Поэтому ему ничего не оставалось, как предложить перспективу существования, одержимого Волей к жизни, но одержимого так, что последняя лишь усиливала страх перед смертью — по принципу: чем сильнее Воля к жизни, тем кошмарнее и ужаснее страх смерти. Речь шла о том, что жить в одно и то же время, как бы «не зная» о смерти, а потому и «не страшась» ее, и зная о ней, о ее беспощадности и неумолимости, а потому страшась ее так, как не страшится никто другой. Именно таким образом согласно Ницше относились к смерти древние греки, и для того, чтобы выдержать кошмар такого существования, не утратить вкус и Волю к жизни, они и создали свою трагедию: искусство, трансцендирующее страх смерти на путях полного погружения в него и исчерпания его «до дна».
У классической трагедии — трагедии Эсхила и Софокла — существовало, если верить молодому Ницше (позже он был не во всем с ними согласен), два орудия периодического «заклятия» смерти и возрождения грека, склонного от смирения возрождаться к новой активности, к новому служению Воле, — «дионисийское» и «аполлонийское» начала, характеризующие различные устремления искусства вообще, однако в трагедии существовавшие бок о бок. Первое из этих начал помогало «избыть» древнему греку страдания кошмарного бытия между безудержной Волей к жизни и неизбывным страхом смерти, принуждая его «бросить взгляд на ужасы индивидуального существования». Но не с его собственной, индивидуальной точки зрения, а с точки зрения самой «первосущей» Воли, в темном лоне которой объединяются возникновение и уничтожение, жизнь и смерть и где отсутствует различие между добром и злом, добродетелью и преступлением. Человек, отказавшийся от своей индивидуальности, а вместе с тем и от поверхностного «дневного» сознания и растворившийся в бесконечном и безмерном океане Единого, тоже испытывает страдания и муки, но это уже не муки партикулярного интеллекта с его мелочным разделением на жизнь и смерть, доброе и злое, а муки самой Воли, которая испытывает мучения не от недостатка, а от избытка — от рвущейся через край «плодовитости», которая никогда не достигает своей последней цели: полного самоосуществления, абсолютного тождества с собою.

Некоторые строки
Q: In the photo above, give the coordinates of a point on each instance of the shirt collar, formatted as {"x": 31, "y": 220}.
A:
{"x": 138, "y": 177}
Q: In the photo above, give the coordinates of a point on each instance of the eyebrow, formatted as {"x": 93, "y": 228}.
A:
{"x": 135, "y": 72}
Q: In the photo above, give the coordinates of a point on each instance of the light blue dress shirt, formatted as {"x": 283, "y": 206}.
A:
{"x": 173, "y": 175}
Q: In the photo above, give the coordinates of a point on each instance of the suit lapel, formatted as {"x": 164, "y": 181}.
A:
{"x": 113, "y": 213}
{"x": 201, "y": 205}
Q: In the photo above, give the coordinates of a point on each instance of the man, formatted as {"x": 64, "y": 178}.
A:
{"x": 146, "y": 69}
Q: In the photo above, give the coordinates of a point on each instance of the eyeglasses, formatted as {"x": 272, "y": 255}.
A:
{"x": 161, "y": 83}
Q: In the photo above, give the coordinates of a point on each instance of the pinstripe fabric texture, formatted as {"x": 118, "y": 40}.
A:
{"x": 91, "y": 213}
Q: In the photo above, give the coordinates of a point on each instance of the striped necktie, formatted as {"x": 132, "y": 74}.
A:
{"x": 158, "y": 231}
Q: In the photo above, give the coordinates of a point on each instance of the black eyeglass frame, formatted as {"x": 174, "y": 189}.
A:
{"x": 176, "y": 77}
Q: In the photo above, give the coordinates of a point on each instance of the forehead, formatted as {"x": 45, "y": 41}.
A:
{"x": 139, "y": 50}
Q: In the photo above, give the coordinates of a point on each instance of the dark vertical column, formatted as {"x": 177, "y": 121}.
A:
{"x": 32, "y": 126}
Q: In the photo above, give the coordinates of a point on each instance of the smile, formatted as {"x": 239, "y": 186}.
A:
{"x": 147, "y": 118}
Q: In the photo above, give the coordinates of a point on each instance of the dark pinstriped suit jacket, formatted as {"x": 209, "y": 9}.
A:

_ЗАДАНИЕ:_ Какие два начала служили классической трагедии орудиями «заклятия» смерти, согласно отрывку о Ницше и греческой трагедии?

_ОТВЕТ:_ Дионисийское и аполлонийское начала.